# [THE DATA]

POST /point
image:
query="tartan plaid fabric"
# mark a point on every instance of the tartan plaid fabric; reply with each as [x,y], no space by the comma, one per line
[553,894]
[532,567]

# [THE TASK]
Please transcribe the data shown above in full, exactly as it stands.

# [WRITTEN SOLUTION]
POST /point
image:
query="tartan plaid fabric"
# mark a point on every instance of the tartan plaid fabric; reply with each as [x,y], no space by the comma, one per line
[553,894]
[532,567]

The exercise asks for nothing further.